- [What you will do]:
Condense the paragraph of the travel excerpt that opens "The managing director of the North Walsham-based company" into a short bulleted list that keeps its main facts.

- [Excerpted text]:
•••••

Boss Fritz Joussen said: “We want to resume flight traffic to Mallorca from mid-to-end of June. Austria, Greece, Cyprus, Croatia, Bulgaria are also well-prepared.”

But these companies cannot operate on empty flights – the demand must be there.

And the public does have the confidence to spend, says Nick Lee of Broadland Travel Worldchoice.

The managing director of the North Walsham-based company said: “We’re having some bookings for September and then enquiries about further ahead into the winter and next year. People who have had holidays cancelled have told us when they get the deposit back they’re going to rebook instead of waiting.”

He also said that destinations and group sizes are not being dictated by fears over the 
virus.

“We’re having enquiries for Caistor to the Caribbean,” he said. “Some of this is form couples which is very much the norm for us, but we’re also seeing group and family bookings. The family bookings are also not just households, but cross-generation with grandparents travelling as well.”

He added that there was a very “real threat” to the tourism industry if the government did not offer the right support.

“When you look at what other countries have done – Germany and the US for example – those airlines have been bailed out,” he said. “In the UK it’s been in the form of loans.

“What needs to be appreciated is that the aviation industry is run on very tight margins. Even the British Airways of the world don’t have six months cash in the bank, they need people spending.”

The Norwich Airport spokeswoman added: “The chancellor needs to provide further financial and business support to airports and travel operators to help the industry get through this prolonged period with limited to no revenue and ensure the sector is ready to restart in support of the UK economic recovery.”

•••••

- [Material shown]:
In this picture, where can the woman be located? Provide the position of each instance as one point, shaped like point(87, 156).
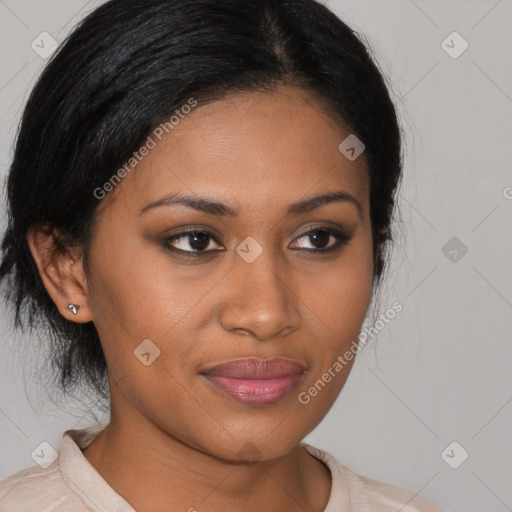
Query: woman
point(200, 204)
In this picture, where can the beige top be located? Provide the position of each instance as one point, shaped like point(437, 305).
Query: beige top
point(71, 484)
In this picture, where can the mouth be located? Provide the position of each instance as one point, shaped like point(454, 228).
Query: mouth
point(253, 381)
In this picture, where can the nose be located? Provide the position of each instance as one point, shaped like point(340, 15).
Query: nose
point(259, 300)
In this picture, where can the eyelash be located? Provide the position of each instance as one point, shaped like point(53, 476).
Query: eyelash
point(341, 238)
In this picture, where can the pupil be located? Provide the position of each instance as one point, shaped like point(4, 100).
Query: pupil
point(320, 238)
point(199, 241)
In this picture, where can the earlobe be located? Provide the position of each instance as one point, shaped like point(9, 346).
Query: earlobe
point(61, 271)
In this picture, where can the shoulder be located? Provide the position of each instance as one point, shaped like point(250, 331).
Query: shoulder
point(367, 495)
point(38, 489)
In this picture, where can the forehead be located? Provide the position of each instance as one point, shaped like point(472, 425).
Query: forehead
point(256, 148)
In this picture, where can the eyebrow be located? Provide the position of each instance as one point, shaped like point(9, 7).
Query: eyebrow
point(212, 207)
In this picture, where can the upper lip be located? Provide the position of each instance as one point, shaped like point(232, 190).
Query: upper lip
point(254, 368)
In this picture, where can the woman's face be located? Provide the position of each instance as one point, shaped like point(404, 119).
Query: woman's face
point(247, 285)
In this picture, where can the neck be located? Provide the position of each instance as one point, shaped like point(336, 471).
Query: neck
point(135, 456)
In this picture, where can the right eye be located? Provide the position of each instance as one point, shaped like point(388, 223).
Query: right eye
point(191, 243)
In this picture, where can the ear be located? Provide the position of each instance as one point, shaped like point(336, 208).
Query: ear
point(62, 273)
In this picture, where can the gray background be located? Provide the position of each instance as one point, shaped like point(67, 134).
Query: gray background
point(440, 371)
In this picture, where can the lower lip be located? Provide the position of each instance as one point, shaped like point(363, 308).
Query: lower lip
point(254, 391)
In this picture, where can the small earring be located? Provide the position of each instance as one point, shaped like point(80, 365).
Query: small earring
point(73, 308)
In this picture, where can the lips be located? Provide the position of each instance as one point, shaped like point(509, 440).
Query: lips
point(254, 381)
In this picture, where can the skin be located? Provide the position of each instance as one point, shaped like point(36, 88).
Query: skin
point(258, 152)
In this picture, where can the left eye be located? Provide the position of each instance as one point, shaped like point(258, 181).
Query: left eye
point(319, 239)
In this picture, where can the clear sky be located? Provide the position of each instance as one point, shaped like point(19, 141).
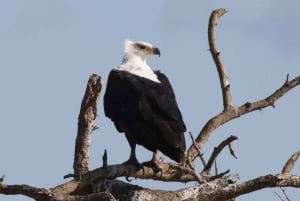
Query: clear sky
point(49, 48)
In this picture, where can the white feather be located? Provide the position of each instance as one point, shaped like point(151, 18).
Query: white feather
point(134, 61)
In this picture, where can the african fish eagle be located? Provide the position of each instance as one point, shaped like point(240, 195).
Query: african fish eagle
point(142, 104)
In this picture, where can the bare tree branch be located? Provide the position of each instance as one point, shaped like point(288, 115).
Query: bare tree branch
point(29, 191)
point(218, 150)
point(87, 114)
point(290, 163)
point(212, 40)
point(230, 112)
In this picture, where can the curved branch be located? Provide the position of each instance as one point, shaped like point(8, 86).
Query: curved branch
point(233, 113)
point(218, 150)
point(29, 191)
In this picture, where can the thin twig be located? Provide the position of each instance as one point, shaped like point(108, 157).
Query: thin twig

•••••

- [Your response]:
- The managing director of the North Walsham-based company reports some bookings for September.
- There are also enquiries about travel further ahead, into the winter and next year.
- Customers whose holidays were canceled say they will rebook once their deposits are returned instead of waiting.